:: PASSAGE ::
And sadly, in practical and realistic terms, that's proven to be precisely wrong.

Inference is the key to intelligence. Knowing what's going to happen EVEN THOUGH you've never been in that situation before. Even if you have no information or prior scenarios to imitate.

When the kid runs towards the road at breakneck speed, you don't need to have watched 10,000 YouTube movies of the consequences of that, you know the potential consequences, because you can infer them from the situation. The child is unlikely to realise the danger, heed a warning, stop if you shout at them, etc. The traffic is unlikely to see the small child. There is likely to be a car when the child walks out. The driver is unlikely to be able to stop in time. You infer all that, even if you've never seen a child walk out in front of a car before.

And one of the biggest problems in AI? Inference isn't present. We can barely define it, let alone describe it, let alone do so well enough that an AI can utilise it, let alone have an AI come up with that on its own.

For decades people thought that just imitating would be enough, and that inference would somehow magically evolve from enough imitation. That has been so drastically wrong that it's held back AI for decades, providing nothing but dead ends and empty promises.
:::
:: RECORD EXTRACTS ::
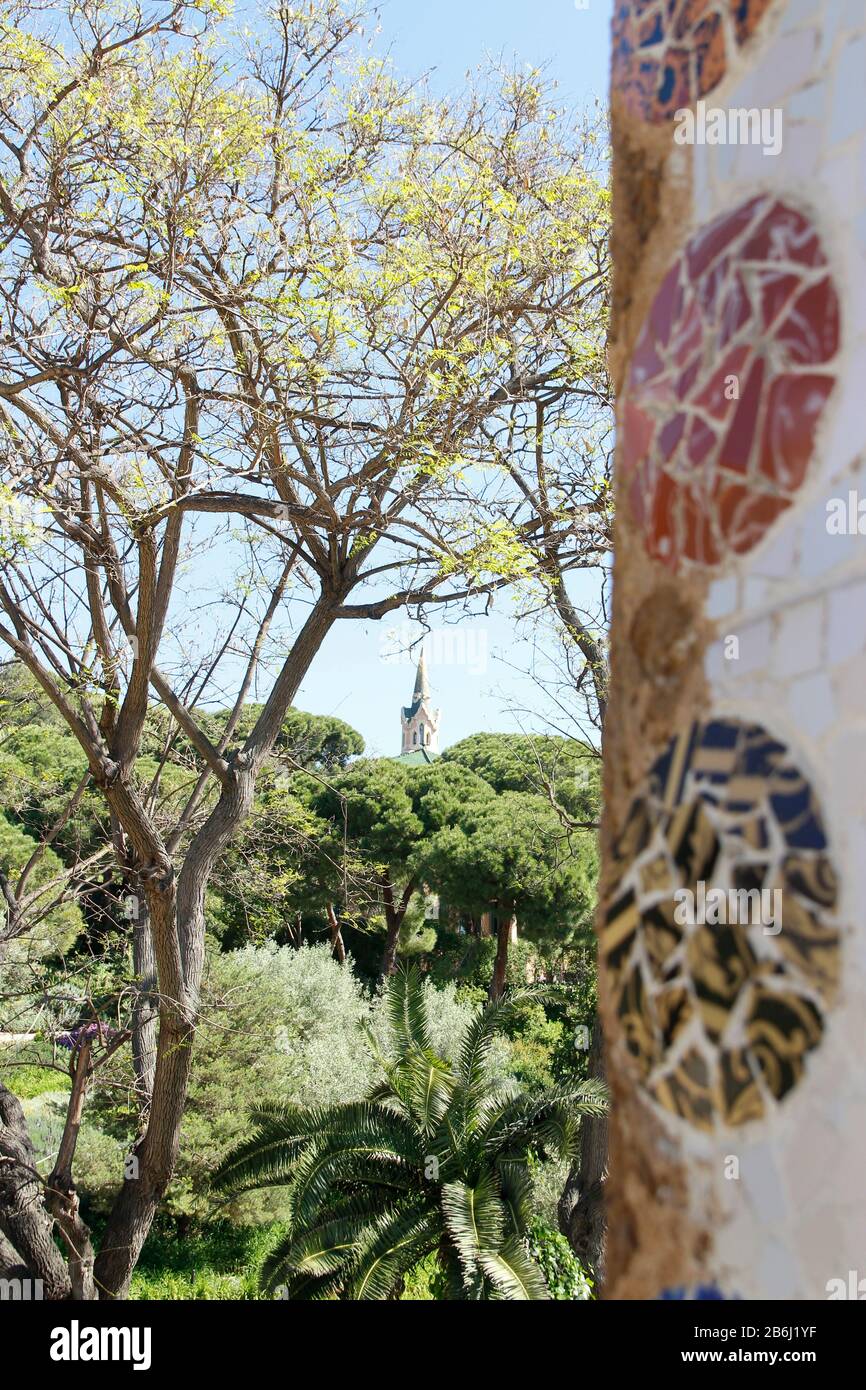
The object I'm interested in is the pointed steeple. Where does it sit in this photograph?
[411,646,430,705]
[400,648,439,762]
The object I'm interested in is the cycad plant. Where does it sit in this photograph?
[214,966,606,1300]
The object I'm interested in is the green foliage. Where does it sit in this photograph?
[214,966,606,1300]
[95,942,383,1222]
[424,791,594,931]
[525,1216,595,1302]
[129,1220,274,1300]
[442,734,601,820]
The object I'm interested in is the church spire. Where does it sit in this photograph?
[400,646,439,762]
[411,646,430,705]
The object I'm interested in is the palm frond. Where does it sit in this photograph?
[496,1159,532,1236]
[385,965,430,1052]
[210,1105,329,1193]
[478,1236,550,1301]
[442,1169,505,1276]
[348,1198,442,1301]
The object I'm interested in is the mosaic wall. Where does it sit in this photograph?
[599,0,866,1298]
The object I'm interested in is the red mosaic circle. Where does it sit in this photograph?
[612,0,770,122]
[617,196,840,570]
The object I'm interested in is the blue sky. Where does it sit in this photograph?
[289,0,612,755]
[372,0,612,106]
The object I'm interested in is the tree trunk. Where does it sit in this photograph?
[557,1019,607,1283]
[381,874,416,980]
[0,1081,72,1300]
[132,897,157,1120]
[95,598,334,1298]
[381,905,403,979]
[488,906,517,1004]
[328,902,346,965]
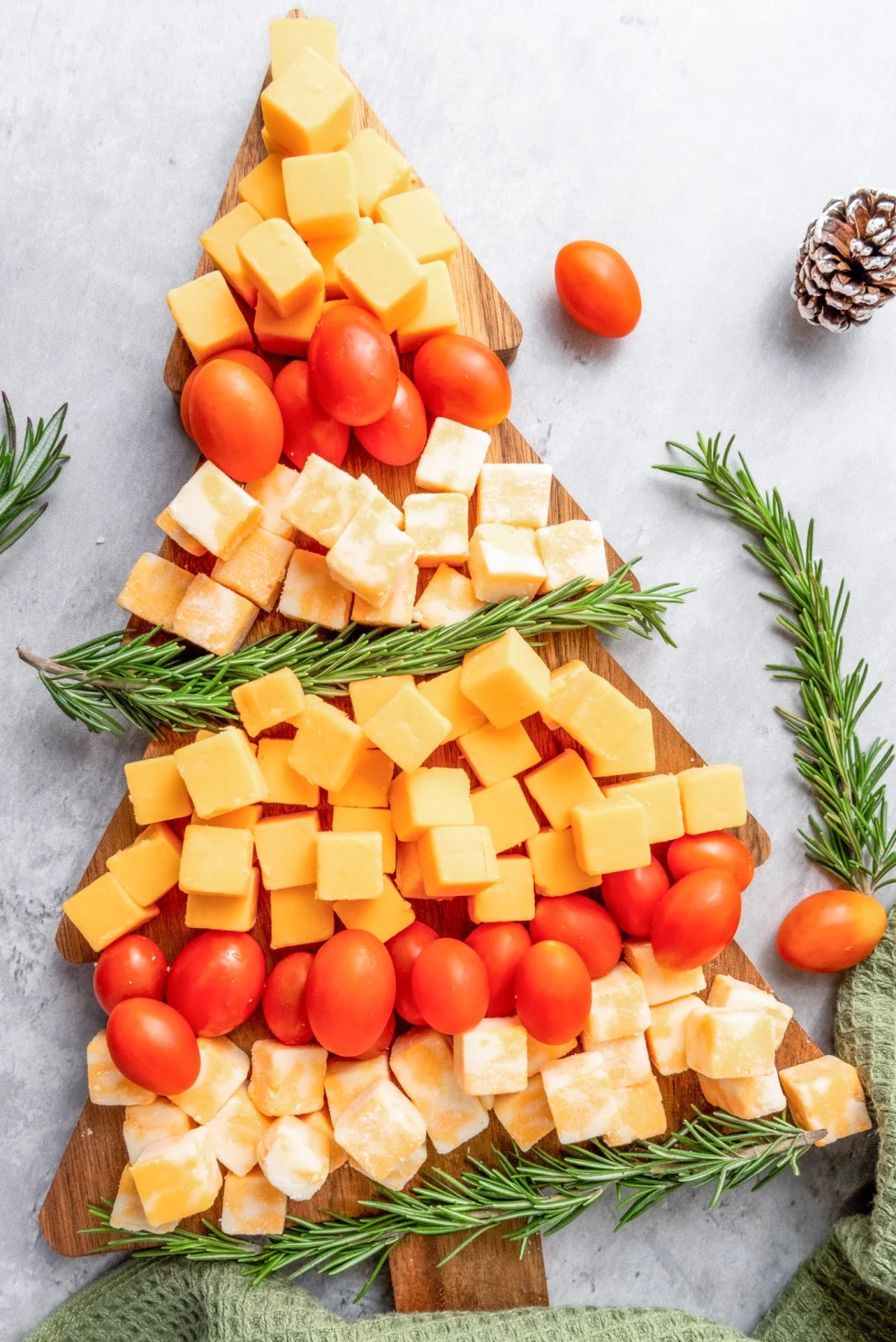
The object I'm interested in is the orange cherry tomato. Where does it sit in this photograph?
:::
:: RECORD EXTRACTS ::
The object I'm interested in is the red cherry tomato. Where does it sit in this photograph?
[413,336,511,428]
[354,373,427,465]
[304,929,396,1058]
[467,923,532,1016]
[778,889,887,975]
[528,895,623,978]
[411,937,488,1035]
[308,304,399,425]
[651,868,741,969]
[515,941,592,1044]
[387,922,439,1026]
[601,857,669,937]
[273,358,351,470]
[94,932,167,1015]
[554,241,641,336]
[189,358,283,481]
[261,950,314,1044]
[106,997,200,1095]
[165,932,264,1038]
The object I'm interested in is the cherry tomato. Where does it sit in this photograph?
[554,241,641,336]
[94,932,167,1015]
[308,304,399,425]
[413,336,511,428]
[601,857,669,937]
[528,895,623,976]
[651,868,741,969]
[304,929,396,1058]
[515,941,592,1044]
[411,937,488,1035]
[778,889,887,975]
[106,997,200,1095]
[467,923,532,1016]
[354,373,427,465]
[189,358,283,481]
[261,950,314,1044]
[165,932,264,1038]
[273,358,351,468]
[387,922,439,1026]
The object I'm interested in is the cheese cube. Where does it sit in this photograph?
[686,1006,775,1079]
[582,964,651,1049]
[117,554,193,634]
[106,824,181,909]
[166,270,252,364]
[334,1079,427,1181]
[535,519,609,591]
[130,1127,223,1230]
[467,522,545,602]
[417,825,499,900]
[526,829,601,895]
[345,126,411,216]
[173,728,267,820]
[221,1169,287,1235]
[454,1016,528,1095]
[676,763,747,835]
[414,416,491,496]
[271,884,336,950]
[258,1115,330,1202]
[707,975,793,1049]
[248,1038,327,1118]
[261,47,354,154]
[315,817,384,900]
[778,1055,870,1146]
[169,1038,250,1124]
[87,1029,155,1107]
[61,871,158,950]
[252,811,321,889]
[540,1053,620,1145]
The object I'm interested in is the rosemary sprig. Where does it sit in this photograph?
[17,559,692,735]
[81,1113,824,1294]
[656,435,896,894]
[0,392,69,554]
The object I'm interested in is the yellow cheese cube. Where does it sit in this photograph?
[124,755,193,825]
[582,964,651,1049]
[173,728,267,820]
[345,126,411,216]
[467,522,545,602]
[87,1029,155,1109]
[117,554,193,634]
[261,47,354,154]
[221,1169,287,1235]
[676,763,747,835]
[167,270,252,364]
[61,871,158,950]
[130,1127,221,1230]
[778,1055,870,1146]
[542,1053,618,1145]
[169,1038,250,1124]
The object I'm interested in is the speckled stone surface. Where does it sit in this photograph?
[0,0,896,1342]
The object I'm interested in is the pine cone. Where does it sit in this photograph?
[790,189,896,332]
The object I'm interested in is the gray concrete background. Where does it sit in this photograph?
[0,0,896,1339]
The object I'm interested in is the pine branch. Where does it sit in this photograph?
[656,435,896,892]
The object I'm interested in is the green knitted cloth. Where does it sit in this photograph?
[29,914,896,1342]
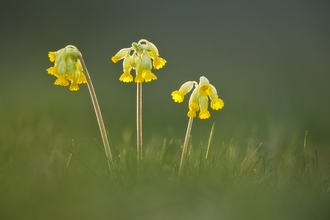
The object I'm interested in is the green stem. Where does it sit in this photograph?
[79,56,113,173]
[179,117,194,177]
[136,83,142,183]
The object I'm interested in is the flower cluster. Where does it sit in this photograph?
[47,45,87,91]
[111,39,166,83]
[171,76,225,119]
:::
→ **EXERCISE REQUIREMENTS**:
1 - According to the passage, what is the key to intelligence?
2 - Extract everything in the passage from "When the kid" down to "on its own.".
These items are separate material and are not part of the passage.

→ **RESPONSES FOR EACH TASK**:
1 - Inference.

2 -
When the kid runs towards the road at breakneck speed, you don't need to have watched 10,000 YouTube movies of the consequences of that, you know the potential consequences, because you can infer them from the situation. The child is unlikely to realise the danger, heed a warning, stop if you shout at them, etc. The traffic is unlikely to see the small child. There is likely to be a car when the child walks out. The driver is unlikely to be able to stop in time. You infer all that, even if you've never seen a child walk out in front of a car before.

And one of the biggest problems in AI? Inference isn't present. We can barely define it, let alone describe it, let alone do so well enough that an AI can utilise it, let alone have an AI come up with that on its own.